▶ **Required action**
One number is the expected answer: the count of lines in the material below containing the word "retaining".

━━━━━━━━━━━━━━━━━━━━━━━━━━━━━━

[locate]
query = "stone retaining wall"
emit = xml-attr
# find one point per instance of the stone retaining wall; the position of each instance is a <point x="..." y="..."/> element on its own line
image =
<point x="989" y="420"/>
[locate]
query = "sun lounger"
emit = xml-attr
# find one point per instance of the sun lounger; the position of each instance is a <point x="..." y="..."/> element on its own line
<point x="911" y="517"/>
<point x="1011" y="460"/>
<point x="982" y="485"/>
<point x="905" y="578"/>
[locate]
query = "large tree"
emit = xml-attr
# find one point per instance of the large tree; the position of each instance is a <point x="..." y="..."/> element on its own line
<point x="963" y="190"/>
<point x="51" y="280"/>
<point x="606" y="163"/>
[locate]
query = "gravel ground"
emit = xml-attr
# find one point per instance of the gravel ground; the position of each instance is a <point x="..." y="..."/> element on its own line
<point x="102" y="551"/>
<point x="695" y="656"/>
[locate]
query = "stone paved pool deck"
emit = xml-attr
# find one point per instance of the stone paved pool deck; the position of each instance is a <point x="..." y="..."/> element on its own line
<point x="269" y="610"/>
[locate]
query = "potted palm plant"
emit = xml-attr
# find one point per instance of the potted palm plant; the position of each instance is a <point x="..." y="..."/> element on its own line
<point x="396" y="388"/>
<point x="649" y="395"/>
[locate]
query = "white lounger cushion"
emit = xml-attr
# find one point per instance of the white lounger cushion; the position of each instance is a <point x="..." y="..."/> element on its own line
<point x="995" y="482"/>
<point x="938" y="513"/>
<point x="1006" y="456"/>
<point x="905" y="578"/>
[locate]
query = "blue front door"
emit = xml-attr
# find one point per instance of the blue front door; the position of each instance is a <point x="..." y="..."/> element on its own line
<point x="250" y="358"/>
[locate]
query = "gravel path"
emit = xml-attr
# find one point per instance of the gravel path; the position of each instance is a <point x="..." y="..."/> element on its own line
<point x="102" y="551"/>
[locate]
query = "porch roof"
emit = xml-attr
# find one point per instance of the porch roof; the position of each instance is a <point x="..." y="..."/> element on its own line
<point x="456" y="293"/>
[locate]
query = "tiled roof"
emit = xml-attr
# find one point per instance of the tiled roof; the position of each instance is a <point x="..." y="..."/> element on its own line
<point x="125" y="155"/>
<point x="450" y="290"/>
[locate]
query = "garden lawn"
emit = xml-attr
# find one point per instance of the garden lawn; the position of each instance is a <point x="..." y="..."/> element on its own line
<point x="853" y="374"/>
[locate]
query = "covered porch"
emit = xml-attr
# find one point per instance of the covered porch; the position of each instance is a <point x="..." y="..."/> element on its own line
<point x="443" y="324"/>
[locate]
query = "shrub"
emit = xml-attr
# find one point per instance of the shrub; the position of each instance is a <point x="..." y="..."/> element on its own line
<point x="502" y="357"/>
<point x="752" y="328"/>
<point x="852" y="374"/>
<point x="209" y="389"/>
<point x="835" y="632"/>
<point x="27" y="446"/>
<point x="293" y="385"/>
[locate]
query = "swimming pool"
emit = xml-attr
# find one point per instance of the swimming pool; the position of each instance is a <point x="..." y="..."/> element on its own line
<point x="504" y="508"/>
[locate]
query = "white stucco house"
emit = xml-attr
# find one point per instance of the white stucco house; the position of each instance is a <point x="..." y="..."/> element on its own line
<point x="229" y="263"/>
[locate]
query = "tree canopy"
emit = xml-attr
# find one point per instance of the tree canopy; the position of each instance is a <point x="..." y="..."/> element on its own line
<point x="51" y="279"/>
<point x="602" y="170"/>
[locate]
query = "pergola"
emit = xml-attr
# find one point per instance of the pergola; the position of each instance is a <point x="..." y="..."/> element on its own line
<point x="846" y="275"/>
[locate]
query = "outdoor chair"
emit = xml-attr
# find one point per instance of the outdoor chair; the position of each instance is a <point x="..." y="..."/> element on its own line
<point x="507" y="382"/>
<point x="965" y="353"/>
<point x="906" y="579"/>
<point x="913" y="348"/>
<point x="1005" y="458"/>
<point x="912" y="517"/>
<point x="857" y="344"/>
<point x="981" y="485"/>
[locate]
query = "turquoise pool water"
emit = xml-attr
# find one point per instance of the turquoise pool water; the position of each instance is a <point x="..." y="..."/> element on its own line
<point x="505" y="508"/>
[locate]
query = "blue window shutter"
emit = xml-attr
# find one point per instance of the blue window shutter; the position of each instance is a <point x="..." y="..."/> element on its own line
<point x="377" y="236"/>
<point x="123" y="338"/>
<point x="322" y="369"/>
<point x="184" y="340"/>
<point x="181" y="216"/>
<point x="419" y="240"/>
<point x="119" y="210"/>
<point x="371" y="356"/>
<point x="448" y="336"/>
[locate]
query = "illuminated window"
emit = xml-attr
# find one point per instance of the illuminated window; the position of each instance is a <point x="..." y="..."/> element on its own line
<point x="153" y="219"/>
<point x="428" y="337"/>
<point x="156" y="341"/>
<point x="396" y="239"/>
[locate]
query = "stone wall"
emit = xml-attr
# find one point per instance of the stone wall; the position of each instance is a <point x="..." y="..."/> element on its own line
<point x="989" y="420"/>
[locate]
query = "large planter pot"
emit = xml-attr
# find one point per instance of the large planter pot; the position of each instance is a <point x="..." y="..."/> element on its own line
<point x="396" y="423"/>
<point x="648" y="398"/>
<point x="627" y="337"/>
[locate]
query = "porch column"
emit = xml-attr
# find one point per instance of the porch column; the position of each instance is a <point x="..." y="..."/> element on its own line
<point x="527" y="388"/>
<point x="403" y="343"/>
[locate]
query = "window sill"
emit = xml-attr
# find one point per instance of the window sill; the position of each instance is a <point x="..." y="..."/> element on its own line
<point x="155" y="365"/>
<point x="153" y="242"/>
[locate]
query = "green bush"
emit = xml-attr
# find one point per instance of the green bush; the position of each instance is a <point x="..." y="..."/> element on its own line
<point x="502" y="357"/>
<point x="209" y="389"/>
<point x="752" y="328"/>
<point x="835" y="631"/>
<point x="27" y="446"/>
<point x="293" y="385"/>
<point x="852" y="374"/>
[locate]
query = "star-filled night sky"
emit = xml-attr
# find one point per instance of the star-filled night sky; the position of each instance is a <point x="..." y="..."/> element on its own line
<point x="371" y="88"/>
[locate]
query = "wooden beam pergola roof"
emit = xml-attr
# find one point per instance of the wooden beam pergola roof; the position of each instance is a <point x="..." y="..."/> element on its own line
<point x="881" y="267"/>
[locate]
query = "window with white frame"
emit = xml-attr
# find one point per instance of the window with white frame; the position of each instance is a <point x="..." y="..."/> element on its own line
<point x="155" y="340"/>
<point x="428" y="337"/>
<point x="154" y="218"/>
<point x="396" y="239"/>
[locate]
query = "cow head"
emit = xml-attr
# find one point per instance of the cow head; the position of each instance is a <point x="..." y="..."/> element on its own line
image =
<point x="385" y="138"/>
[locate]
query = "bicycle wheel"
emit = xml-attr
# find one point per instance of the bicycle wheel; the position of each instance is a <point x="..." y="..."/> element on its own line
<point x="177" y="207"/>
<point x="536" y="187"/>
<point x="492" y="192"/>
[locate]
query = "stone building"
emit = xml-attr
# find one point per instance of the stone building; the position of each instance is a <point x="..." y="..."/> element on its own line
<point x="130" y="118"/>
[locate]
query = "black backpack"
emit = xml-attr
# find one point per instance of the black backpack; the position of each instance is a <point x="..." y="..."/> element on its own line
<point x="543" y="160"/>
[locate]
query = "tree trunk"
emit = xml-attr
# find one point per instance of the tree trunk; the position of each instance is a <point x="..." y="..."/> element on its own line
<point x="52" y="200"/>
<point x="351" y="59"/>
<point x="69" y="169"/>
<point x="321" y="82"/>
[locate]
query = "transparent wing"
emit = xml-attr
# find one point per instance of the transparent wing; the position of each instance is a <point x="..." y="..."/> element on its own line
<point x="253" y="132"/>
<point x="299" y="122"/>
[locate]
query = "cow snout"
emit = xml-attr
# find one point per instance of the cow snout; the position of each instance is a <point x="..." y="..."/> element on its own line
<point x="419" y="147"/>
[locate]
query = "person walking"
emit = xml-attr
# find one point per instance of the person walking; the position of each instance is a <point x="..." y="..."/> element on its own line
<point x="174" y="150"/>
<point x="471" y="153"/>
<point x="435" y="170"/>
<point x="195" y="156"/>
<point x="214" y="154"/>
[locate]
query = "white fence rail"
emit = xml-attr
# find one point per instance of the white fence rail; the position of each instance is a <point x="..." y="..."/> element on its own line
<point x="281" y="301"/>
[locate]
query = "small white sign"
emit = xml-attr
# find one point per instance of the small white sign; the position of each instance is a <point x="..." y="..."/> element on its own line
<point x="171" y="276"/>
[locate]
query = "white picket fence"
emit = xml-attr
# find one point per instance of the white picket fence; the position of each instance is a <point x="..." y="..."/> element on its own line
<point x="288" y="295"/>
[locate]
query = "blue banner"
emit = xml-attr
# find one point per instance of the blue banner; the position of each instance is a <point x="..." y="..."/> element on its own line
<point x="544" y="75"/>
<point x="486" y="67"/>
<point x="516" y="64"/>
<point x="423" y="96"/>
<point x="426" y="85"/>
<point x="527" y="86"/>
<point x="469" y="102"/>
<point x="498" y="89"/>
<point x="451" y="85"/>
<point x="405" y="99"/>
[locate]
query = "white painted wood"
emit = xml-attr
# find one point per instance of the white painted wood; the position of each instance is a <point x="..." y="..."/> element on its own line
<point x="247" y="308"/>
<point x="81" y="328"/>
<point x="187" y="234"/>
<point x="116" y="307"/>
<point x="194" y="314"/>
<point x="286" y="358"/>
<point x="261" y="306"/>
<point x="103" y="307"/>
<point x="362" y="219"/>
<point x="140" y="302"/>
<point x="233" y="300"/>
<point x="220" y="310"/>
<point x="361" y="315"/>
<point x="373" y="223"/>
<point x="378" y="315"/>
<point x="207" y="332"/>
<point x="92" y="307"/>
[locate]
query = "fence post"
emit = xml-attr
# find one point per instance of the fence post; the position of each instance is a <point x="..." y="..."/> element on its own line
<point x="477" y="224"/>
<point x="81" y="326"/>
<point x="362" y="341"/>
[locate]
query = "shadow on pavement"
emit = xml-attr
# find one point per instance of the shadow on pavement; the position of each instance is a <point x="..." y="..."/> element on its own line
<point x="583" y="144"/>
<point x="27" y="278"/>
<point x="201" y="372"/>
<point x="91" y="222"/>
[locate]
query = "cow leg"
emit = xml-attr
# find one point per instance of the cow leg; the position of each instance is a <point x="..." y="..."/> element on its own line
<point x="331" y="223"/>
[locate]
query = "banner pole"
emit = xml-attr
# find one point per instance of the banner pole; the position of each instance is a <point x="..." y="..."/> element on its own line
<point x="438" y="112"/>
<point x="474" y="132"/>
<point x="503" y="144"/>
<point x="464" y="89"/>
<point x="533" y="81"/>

━━━━━━━━━━━━━━━━━━━━━━━━━━━━━━

▶ **Exercise answer**
2